[Что сделать]:
a) Перескажите короче абзац отрывка для чтения, который начинается словами «В самых простых историях». Сохраните его главные факты.
b) Почему, согласно отрывку для чтения, бывший управляющий Банка Англии выбрал для анализа кризиса форму истории? Ответьте в одном–трех предложениях.

[Отрывок для чтения]:

⟨

Процесс перемен, причинно-следственные связи и триггер — у Мервина Кинга в описании финансового кризиса 2008 г. есть все три.
Но прежде всего, почему история? Что в этой древней как мир когнитивной структуре заставило бывшего управляющего Банка Англии выбрать эту форму для анализа столь сложного предмета?
Ответ спрятан именно в причинно-следственных связях. Человеческое сознание жаждет объяснения всему. Когда происходит что-то важное, мы хотим понять, почемутак случилось. Поскольку истории, похоже, показывают, как одно событие влечет за собой другое, они помогают нам разглядеть смысл в хаотичности мира. Во время финансового кризиса произошло немыслимое число разных событий, по большей части пугающих, разрушительных и загадочных. История Кинга протягивает связную и понятную логическую нить сквозь трясину этих событий.
В самых простых историях у каждого следствия бывает только одна причина и каждое следствие становится причиной нового следствия. У Кинга история не столь проста. Он описывает множественные причины для множественных следствий, его история сложных экономических и финансовых взаимосвязей занимает несколько страниц. Тем не менее внимательный читатель, ознакомившись с ней, почувствует, что понял, почему случился кризис. В этом истинная ценность историй как средства коммуникации: они превращают сложные сущности в ясные и связные.
Но за эту ясность и связность мы платим. Беда историй в том, что они описывают слишком выборочно. Проще говоря, не дают полной картины. Истории — это частичные правды. В фильмах мы это видим наглядно, когда между последовательно идущими сценами пропущены большие отрезки времени, а ракурсы камеры оставляют вне кадра бóльшую часть происходящего. Сценаристы, режиссеры, монтажеры выбирают, что показать, из множества вариантов. Чарльз Диккенс, описывая жизнь Дэвида Копперфилда, берет лишь несколько ее эпизодов. Дэвид Николс в романе «Один день» дает более чем двадцатилетнюю хронику двух жизней, описывая события одного дня из каждого года.
Так же обстоит дело и с невымышленными историями. Описывая последовательность событий, мы выбираем, с чего начать, какие эпизоды отразить, как показать участников. А главное, мы упрощаем причинно-следственные связи. Истории в этом смысле весьма экономны: из-за того, что Парис похитил Елену у Менелая, греки объявили войну Трое; Хитклиф подслушивает слова Кэти о том, что выйти замуж за него было бы для нее унижением, и, покинув дом, сколачивает состояние, с которым становится хозяином Грозового перевала. Реальная жизнь редко бывает такой черно-белой. У события обычно несколько причин. Часто дело обстоит так, что X — одна из причин Y, но U, V и W — также его причины. Политики привычно объясняют кризис государственного долга или возникновение ИГ [15] простыми историями, которые отвечают целям этих политиков. Их соперники рассказывают другие истории с другими причинно-следственными связями, которые точно так же могут быть правдивы. Ученые типа Нассима Талеба даже говорят о «ловушке рассказчика» — нашей «ограниченной способности наблюдать последовательность фактов, не вплетая в них объяснения, то есть не устанавливая между ними произвольной логической связи»2.

⟩

[Показанные данные]:
⟨

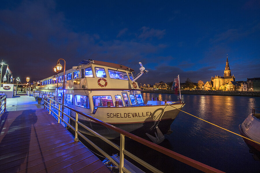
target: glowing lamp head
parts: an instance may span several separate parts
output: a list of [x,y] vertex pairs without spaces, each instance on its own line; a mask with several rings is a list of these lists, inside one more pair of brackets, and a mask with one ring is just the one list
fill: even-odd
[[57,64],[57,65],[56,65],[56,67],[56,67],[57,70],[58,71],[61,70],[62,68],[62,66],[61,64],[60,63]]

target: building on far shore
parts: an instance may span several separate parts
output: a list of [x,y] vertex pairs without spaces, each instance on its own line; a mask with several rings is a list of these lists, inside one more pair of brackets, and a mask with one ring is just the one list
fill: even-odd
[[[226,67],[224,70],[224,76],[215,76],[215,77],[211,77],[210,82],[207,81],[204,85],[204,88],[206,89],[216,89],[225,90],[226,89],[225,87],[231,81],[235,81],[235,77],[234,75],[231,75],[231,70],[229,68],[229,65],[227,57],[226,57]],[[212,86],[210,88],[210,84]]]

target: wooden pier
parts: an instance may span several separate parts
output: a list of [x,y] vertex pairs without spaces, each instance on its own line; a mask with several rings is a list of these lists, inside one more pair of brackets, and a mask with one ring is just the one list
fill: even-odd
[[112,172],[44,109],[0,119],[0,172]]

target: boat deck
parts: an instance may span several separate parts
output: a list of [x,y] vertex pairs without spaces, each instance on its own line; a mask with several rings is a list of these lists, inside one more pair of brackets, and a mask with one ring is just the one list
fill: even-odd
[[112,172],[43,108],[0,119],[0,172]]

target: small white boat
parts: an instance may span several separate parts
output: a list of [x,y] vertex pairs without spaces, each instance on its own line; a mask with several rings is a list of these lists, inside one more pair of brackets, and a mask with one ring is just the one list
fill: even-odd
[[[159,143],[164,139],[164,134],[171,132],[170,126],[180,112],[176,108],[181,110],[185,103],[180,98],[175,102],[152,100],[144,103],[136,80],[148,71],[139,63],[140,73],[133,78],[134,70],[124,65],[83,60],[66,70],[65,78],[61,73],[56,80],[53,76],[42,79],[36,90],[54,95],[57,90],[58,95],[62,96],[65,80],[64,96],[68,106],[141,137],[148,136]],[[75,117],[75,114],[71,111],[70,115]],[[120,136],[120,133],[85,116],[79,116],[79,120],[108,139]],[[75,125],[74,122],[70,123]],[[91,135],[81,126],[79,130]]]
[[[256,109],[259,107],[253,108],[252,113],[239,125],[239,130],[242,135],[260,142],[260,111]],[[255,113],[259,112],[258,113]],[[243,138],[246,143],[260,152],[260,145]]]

⟩

[Результаты заданий]:
a) В простейших историях у каждого следствия одна причина, а каждое следствие порождает новое. История Кинга сложнее: на нескольких страницах он описывает множественные причины множественных следствий в экономике и финансах. И всё же внимательный читатель после неё чувствует, что понял, почему случился кризис. В этом ценность историй: они делают сложное ясным и связным.

b) Человеческое сознание жаждет объяснений, а истории показывают, как одно событие влечет за собой другое, и тем помогают разглядеть смысл в хаотичности мира. Во время кризиса произошло немыслимое число пугающих, разрушительных и загадочных событий, и история Кинга протягивает сквозь них связную и понятную логическую нить.